Record excerpts Block Start

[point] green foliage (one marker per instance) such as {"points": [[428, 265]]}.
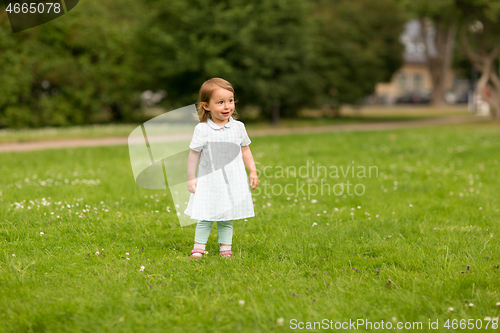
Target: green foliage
{"points": [[358, 46], [71, 70], [286, 53], [91, 64], [57, 283]]}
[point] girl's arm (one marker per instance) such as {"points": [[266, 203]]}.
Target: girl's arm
{"points": [[250, 164], [193, 158]]}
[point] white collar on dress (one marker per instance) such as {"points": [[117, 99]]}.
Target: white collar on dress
{"points": [[215, 126]]}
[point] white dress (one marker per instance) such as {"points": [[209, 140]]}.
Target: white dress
{"points": [[222, 190]]}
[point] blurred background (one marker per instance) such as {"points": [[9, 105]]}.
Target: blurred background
{"points": [[124, 62]]}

Record excerpts Block End

_About this exercise:_
The expected answer is a copy of every line in the entries that holds the word "marker".

_The completed task:_
[point] green foliage (one marker per instance) such as {"points": [[428, 265]]}.
[point] girl's arm (one marker per instance) such as {"points": [[266, 203]]}.
[point] white collar on dress (one marker per instance) such as {"points": [[117, 99]]}.
[point] white dress (one marker per instance) such as {"points": [[209, 140]]}.
[point] blurred background (one marker per instance) such as {"points": [[9, 105]]}.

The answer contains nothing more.